De voorzitter
Mevrouw Ryde heeft het woord.
Eva Ryde (N-VA)
Ik heb deze vraag al gesteld in een meer algemene beschouwing, maar ik kreeg geen antwoord, niet van u en ook niet van uw collega, minister Crevits. Ik dacht om ze eens apart te stellen, dan krijgen we het helder of er vandaag een antwoord op is.
De vraag gaat over de verschuivingen die mogelijk kunnen gebeuren tussen de middelen die er zijn binnen het algemene Europese kader. Dat was dan ook een van de meest opvallende voorstellen in het vereenvoudigingspakket voor het gemeenschappelijk landbouwbeleid (GLB).
De besprekingen rond deze vereenvoudigingsvoorstellen van de heer Hansen waarin verduidelijking zal worden gegeven door de Europese Commissie, zouden deze week starten. U gaf al aan te hopen dat het pakket snel kan worden goedgekeurd.
Het voornemen om middelen uit het luik plattelandsontwikkeling aan te wenden voor crisisbetalingen, wekt bij mij toch enige bezorgdheid op over hoe daarmee zal worden omgegaan. Tot op vandaag is er immers nog geen duidelijk antwoord.
Minister, kunt u verduidelijken over welke twee nieuwe types van crisisbetalingen het exact zou gaan? Wat is het standpunt van de Vlaamse Regering ten aanzien van het voorstel van de Europese Commissie om crisisbetalingen te financieren met middelen voor plattelandsontwikkeling? Beschikt u vandaag over een inschatting van het aandeel van plattelandsmiddelen voor Vlaanderen dat mogelijk verschoven zou worden voor deze nieuwe crisisbetalingen, mocht het voorstel van de Commissie in zijn huidige vorm worden goedgekeurd?
De voorzitter
Minister Brouns heeft het woord.

OPDRACHTEN:
- 1) Op welk beleid heeft het vereenvoudigingspakket betrekking volgens de gegeven passage?
- 2) Geef voor elke bewering aan of ze overeenkomt met de gegeven passage, met ja of nee en de doorslaggevende woorden letterlijk geciteerd. (a) Eva Ryde kreeg eerder wel een antwoord van minister Crevits. (b) De besprekingen over de vereenvoudigingsvoorstellen zouden deze week beginnen. (c) Men wil middelen uit het luik plattelandsontwikkeling gebruiken voor crisisbetalingen.
- 3) Druk het stuk uit de gegeven passage af vanaf "De vraag gaat" tot en met "kan worden goedgekeurd.".

GETOOND MATERIAAL:
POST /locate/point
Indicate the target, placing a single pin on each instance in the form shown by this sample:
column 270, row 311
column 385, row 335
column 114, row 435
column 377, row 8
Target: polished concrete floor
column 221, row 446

UITGEWERKTE OEFENING:
- 1) Op het gemeenschappelijk landbouwbeleid (GLB).

- 2)
(a) Nee: "ik kreeg geen antwoord, niet van u en ook niet van uw collega, minister Crevits".
(b) Ja: "zouden deze week starten".
(c) Ja: "Het voornemen om middelen uit het luik plattelandsontwikkeling aan te wenden voor crisisbetalingen".

- 3)
De vraag gaat over de verschuivingen die mogelijk kunnen gebeuren tussen de middelen die er zijn binnen het algemene Europese kader. Dat was dan ook een van de meest opvallende voorstellen in het vereenvoudigingspakket voor het gemeenschappelijk landbouwbeleid (GLB).
De besprekingen rond deze vereenvoudigingsvoorstellen van de heer Hansen waarin verduidelijking zal worden gegeven door de Europese Commissie, zouden deze week starten. U gaf al aan te hopen dat het pakket snel kan worden goedgekeurd.